++++ EXTRACT PROVIDED ++++
The current implementation doesn't allow creating a system with coordinates which are not Unitful. The issue with doing this is that it would be very hard to work with the rest of the Julia ecosystem where Unitful compatibility is not always assured. As an example, I will point out this PR: https://github.com/JuliaStats/Distances.jl/pull/229#issue-1024837367 I submitted while using its pairwise() function to compute the "distance matrix" of a SimpleSystem by giving Uniful coordinates as input. While it was easy to fix this issue by submitting a pull request to it, this might not always be the case.

While I understand that having Unitful coordinates would be helpful for having a default interface for package developers using this package for various MD/DFT packages, enforcing them would be annoying for the users of this package due to less compatibility with many other packages in the Julia ecosystem which don't take care of Unitful coordinates. Having compatibility with these packages would help in the analysis of simulations or in extracting useful quantities from structures.

So I suggest that instead of enforcing them, a better way would be to have all the exported functions be Unitful by default but also allow the use of non Unitful coordinates when needed, instead of disallowing it completely. I have submitted a PR (#16) in line with this, which can be merged if decided in favor of this (or not).
++++
GIVEN INSTRUCTION A:
Answer these about the text on Unitful coordinates, each on its own line:
(i) Which function from Distances.jl was being used to compute the "distance matrix" of a SimpleSystem?
(ii) What number does the pull request submitted in line with the suggestion carry?
(iii) What should all the exported functions be by default under the proposal?
The text and the rows have nothing to do with each other.
++++ INPUT RECORDS ++++
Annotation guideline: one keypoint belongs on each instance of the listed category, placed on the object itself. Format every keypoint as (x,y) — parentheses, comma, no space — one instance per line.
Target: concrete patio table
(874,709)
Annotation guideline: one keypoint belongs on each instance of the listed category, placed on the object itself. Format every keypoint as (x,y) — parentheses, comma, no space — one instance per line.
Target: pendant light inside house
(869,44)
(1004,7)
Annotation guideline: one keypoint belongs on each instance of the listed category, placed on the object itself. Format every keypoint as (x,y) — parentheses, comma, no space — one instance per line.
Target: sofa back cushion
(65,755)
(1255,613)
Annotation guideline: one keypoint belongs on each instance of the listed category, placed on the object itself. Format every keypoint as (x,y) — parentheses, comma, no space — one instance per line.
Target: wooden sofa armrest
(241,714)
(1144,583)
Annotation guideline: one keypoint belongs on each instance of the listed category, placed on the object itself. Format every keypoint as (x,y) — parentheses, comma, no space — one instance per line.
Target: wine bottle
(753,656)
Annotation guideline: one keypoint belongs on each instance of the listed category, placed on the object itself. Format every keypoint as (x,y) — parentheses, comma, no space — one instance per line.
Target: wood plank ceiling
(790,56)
++++
++++ INPUT RECORDS ++++
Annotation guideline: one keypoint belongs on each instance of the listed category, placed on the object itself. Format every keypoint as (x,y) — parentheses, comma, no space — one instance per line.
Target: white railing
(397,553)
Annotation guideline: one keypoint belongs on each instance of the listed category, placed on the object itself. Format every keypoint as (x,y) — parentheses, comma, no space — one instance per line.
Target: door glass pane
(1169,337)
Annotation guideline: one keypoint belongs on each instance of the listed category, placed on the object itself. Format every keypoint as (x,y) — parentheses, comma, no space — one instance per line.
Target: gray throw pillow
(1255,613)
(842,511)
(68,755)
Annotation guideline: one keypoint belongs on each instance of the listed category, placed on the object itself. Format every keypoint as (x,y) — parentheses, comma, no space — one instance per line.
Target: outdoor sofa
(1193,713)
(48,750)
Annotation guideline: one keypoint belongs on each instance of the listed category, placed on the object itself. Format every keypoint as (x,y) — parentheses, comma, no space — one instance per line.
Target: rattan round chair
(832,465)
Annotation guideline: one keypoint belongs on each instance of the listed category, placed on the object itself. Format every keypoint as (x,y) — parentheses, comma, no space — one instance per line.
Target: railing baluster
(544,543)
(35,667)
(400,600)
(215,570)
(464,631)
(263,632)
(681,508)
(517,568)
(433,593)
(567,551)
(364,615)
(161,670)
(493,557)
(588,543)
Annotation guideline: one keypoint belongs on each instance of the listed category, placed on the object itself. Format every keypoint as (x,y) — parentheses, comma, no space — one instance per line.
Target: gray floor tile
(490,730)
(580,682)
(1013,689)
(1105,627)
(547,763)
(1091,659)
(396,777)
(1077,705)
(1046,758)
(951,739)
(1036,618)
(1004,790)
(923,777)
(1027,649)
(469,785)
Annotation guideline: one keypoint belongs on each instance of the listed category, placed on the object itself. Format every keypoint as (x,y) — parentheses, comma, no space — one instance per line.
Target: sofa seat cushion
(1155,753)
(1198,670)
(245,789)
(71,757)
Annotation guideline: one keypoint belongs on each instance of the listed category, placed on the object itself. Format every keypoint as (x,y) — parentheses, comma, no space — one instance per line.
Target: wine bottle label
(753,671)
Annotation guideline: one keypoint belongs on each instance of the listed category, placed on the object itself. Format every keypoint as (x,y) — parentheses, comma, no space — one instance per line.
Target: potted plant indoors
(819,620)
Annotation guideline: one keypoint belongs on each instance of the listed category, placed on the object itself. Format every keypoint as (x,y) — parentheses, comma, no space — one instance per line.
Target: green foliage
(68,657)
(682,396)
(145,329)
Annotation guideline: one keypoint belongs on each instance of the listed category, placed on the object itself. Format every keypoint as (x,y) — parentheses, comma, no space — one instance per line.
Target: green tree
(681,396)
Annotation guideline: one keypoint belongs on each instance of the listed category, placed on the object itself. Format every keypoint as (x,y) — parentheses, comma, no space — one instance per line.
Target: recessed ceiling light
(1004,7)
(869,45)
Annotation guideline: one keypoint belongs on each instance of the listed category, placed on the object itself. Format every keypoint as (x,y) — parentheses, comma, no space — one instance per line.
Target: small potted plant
++++
GIVEN INSTRUCTION B: Determine how many lines of the rows contain the string "potted", matching case exactly, and reply with that number alone.

EXERCISE ANSWER A:
(i) pairwise()
(ii) #16
(iii) Unitful

EXERCISE ANSWER B: 2